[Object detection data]
※ ※ ※
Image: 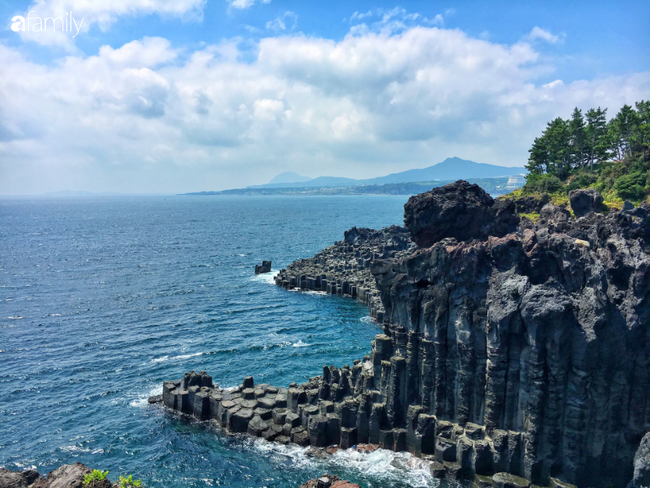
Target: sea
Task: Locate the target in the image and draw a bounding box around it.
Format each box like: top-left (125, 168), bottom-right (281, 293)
top-left (0, 196), bottom-right (438, 488)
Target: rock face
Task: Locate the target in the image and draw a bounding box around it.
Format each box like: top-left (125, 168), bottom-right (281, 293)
top-left (163, 182), bottom-right (650, 488)
top-left (569, 189), bottom-right (606, 218)
top-left (275, 226), bottom-right (415, 322)
top-left (632, 432), bottom-right (650, 487)
top-left (404, 180), bottom-right (519, 247)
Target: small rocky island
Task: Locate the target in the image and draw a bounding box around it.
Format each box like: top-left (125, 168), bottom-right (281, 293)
top-left (157, 181), bottom-right (650, 488)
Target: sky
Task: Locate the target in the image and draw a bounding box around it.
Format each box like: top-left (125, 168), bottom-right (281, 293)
top-left (0, 0), bottom-right (650, 195)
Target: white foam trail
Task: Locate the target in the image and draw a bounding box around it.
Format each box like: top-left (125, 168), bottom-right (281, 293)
top-left (151, 352), bottom-right (204, 363)
top-left (251, 270), bottom-right (280, 285)
top-left (245, 438), bottom-right (438, 488)
top-left (129, 386), bottom-right (162, 408)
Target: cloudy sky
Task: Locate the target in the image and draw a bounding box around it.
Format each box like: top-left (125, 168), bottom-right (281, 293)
top-left (0, 0), bottom-right (650, 195)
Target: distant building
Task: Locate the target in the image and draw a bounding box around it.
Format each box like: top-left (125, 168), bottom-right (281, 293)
top-left (506, 175), bottom-right (526, 190)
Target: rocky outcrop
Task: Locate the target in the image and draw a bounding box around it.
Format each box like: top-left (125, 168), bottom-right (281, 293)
top-left (275, 226), bottom-right (415, 322)
top-left (404, 180), bottom-right (519, 247)
top-left (632, 432), bottom-right (650, 487)
top-left (569, 189), bottom-right (607, 217)
top-left (0, 468), bottom-right (41, 488)
top-left (0, 463), bottom-right (112, 488)
top-left (300, 474), bottom-right (361, 488)
top-left (163, 182), bottom-right (650, 487)
top-left (255, 261), bottom-right (271, 274)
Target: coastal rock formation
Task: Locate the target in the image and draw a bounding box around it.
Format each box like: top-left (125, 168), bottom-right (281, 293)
top-left (632, 432), bottom-right (650, 487)
top-left (163, 182), bottom-right (650, 488)
top-left (275, 226), bottom-right (415, 322)
top-left (300, 474), bottom-right (361, 488)
top-left (0, 463), bottom-right (111, 488)
top-left (404, 180), bottom-right (519, 247)
top-left (255, 261), bottom-right (271, 274)
top-left (569, 189), bottom-right (606, 217)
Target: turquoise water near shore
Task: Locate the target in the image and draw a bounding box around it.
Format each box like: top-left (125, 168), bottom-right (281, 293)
top-left (0, 196), bottom-right (436, 488)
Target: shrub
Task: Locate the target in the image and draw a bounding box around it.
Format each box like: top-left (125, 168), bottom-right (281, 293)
top-left (118, 475), bottom-right (142, 488)
top-left (523, 173), bottom-right (564, 193)
top-left (83, 469), bottom-right (108, 486)
top-left (565, 173), bottom-right (598, 192)
top-left (614, 173), bottom-right (645, 200)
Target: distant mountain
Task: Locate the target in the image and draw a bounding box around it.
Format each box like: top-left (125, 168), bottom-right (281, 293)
top-left (268, 171), bottom-right (311, 185)
top-left (364, 158), bottom-right (527, 185)
top-left (247, 158), bottom-right (527, 188)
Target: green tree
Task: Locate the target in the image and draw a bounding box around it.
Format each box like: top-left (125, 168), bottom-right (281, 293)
top-left (585, 107), bottom-right (610, 169)
top-left (607, 105), bottom-right (637, 161)
top-left (526, 117), bottom-right (570, 178)
top-left (569, 107), bottom-right (585, 169)
top-left (630, 100), bottom-right (650, 161)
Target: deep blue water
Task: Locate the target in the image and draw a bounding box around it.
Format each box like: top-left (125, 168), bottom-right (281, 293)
top-left (0, 196), bottom-right (434, 488)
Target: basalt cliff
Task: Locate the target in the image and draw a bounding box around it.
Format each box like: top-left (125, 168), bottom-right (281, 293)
top-left (158, 181), bottom-right (650, 487)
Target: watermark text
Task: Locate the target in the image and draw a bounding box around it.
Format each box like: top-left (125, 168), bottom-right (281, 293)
top-left (11, 10), bottom-right (84, 38)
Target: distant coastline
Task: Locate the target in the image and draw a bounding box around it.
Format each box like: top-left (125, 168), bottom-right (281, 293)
top-left (182, 177), bottom-right (511, 196)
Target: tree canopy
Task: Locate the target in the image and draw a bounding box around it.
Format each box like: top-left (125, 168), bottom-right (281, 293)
top-left (526, 101), bottom-right (650, 180)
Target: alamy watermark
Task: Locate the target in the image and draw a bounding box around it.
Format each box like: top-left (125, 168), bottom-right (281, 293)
top-left (11, 10), bottom-right (84, 38)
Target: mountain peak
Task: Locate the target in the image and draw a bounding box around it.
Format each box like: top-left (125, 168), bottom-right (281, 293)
top-left (268, 171), bottom-right (312, 185)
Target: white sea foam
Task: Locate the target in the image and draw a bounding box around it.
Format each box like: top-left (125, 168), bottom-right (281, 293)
top-left (151, 352), bottom-right (205, 363)
top-left (129, 385), bottom-right (162, 408)
top-left (251, 270), bottom-right (279, 285)
top-left (250, 438), bottom-right (438, 488)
※ ※ ※
**What you have to do**
Could you put every line of the entries above into a numbered list, leaving out blank lines and the pictures?

**Response**
1. Image: 
2. Target: sea
3. Task: Locate the target in the image and draw a bounding box around it.
4. Format each box like: top-left (125, 168), bottom-right (281, 293)
5. top-left (0, 196), bottom-right (438, 488)
6. Target: rock face
7. Task: Locate the target in the image and draw a bounding box around it.
8. Format each box like: top-left (125, 168), bottom-right (281, 293)
9. top-left (163, 182), bottom-right (650, 488)
10. top-left (569, 189), bottom-right (606, 218)
11. top-left (275, 226), bottom-right (415, 322)
12. top-left (632, 432), bottom-right (650, 487)
13. top-left (404, 180), bottom-right (519, 247)
14. Target: small rocky island
15. Task: Locate the target in the image and draw a bounding box around it.
16. Format each box like: top-left (125, 168), bottom-right (281, 293)
17. top-left (157, 181), bottom-right (650, 488)
18. Target: sky
19. Task: Locate the target in the image and draw a bounding box around it.
20. Format each box like: top-left (125, 168), bottom-right (281, 293)
21. top-left (0, 0), bottom-right (650, 195)
22. Target: white foam trail
23. Task: Locate the target in the image and draw a bounding box around it.
24. Format each box like: top-left (125, 168), bottom-right (281, 293)
25. top-left (151, 352), bottom-right (204, 363)
26. top-left (251, 270), bottom-right (280, 285)
27. top-left (245, 438), bottom-right (438, 488)
28. top-left (129, 386), bottom-right (162, 408)
29. Target: cloudy sky
30. Task: Locate the target in the image and draw a bounding box around it.
31. Format each box like: top-left (125, 168), bottom-right (281, 293)
32. top-left (0, 0), bottom-right (650, 195)
33. Target: distant building
34. Task: Locate the target in the image and draw a bounding box around it.
35. Format each box like: top-left (125, 168), bottom-right (281, 293)
36. top-left (506, 175), bottom-right (526, 190)
37. Target: rocky outcrop
38. Task: Locate the target in the image and draw a bounding box around it.
39. Format each box like: top-left (125, 168), bottom-right (281, 293)
40. top-left (275, 226), bottom-right (415, 322)
41. top-left (404, 180), bottom-right (519, 247)
42. top-left (632, 432), bottom-right (650, 487)
43. top-left (569, 189), bottom-right (607, 217)
44. top-left (0, 468), bottom-right (41, 488)
45. top-left (0, 463), bottom-right (112, 488)
46. top-left (300, 474), bottom-right (361, 488)
47. top-left (163, 182), bottom-right (650, 487)
48. top-left (255, 261), bottom-right (271, 274)
49. Target: coastal rock formation
50. Task: Locate the target in the image and draw a bounding box around it.
51. Format each box like: top-left (125, 168), bottom-right (281, 293)
52. top-left (632, 432), bottom-right (650, 487)
53. top-left (163, 182), bottom-right (650, 488)
54. top-left (275, 226), bottom-right (415, 322)
55. top-left (300, 474), bottom-right (361, 488)
56. top-left (0, 463), bottom-right (111, 488)
57. top-left (404, 180), bottom-right (519, 247)
58. top-left (255, 261), bottom-right (271, 274)
59. top-left (569, 189), bottom-right (606, 217)
60. Target: turquoise water near shore
61. Task: Locate the target in the image and draw a bounding box around it.
62. Format each box like: top-left (125, 168), bottom-right (281, 293)
63. top-left (0, 196), bottom-right (436, 488)
64. Target: shrub
65. Task: Locate the target in the image and draw a bounding box around it.
66. Format each box like: top-left (125, 168), bottom-right (281, 293)
67. top-left (118, 475), bottom-right (142, 488)
68. top-left (523, 173), bottom-right (564, 193)
69. top-left (83, 469), bottom-right (108, 486)
70. top-left (565, 173), bottom-right (598, 192)
71. top-left (614, 173), bottom-right (645, 200)
72. Target: distant mountain
73. Task: Locate the target in the image and draw a bounding box around it.
74. Format each box like: top-left (125, 168), bottom-right (281, 293)
75. top-left (268, 171), bottom-right (311, 185)
76. top-left (364, 158), bottom-right (527, 185)
77. top-left (247, 158), bottom-right (527, 188)
78. Target: green tree
79. Task: Locate the target in the image and draw a bounding box around it.
80. Format each box like: top-left (125, 168), bottom-right (281, 293)
81. top-left (585, 107), bottom-right (610, 169)
82. top-left (607, 105), bottom-right (637, 161)
83. top-left (526, 117), bottom-right (570, 178)
84. top-left (569, 107), bottom-right (585, 169)
85. top-left (630, 100), bottom-right (650, 161)
86. Target: deep blue water
87. Task: Locate the target in the image and draw a bounding box around it.
88. Format each box like: top-left (125, 168), bottom-right (281, 293)
89. top-left (0, 196), bottom-right (434, 488)
90. Target: basalt cliff
91. Task: Locate the target in the image and draw a bounding box around it.
92. Format each box like: top-left (125, 168), bottom-right (281, 293)
93. top-left (158, 181), bottom-right (650, 487)
94. Target: watermark text
95. Task: Locate the target in the image and draw a bounding box around it.
96. Format each box like: top-left (125, 168), bottom-right (281, 293)
97. top-left (11, 10), bottom-right (84, 38)
98. Target: distant coastline
99. Task: Locate the target in the image and draw a bounding box around it.
100. Format each box like: top-left (125, 168), bottom-right (281, 293)
101. top-left (182, 177), bottom-right (511, 196)
102. Target: tree canopy
103. Task: Locate the target in the image and draw a bounding box around it.
104. Format each box like: top-left (125, 168), bottom-right (281, 293)
105. top-left (526, 101), bottom-right (650, 180)
106. Target: alamy watermark
107. Task: Locate the target in the image and draw a bounding box around it.
108. Format each box like: top-left (125, 168), bottom-right (281, 293)
109. top-left (11, 10), bottom-right (84, 38)
110. Target: mountain peak
111. Task: Locate the target in the image and draw a bounding box around it.
112. Format each box like: top-left (125, 168), bottom-right (281, 293)
113. top-left (268, 171), bottom-right (312, 185)
114. Target: white sea foam
115. Task: Locate the target in the image and draw a bounding box around it.
116. Format each box like: top-left (125, 168), bottom-right (281, 293)
117. top-left (151, 352), bottom-right (205, 363)
118. top-left (129, 385), bottom-right (162, 408)
119. top-left (251, 270), bottom-right (279, 285)
120. top-left (250, 438), bottom-right (438, 488)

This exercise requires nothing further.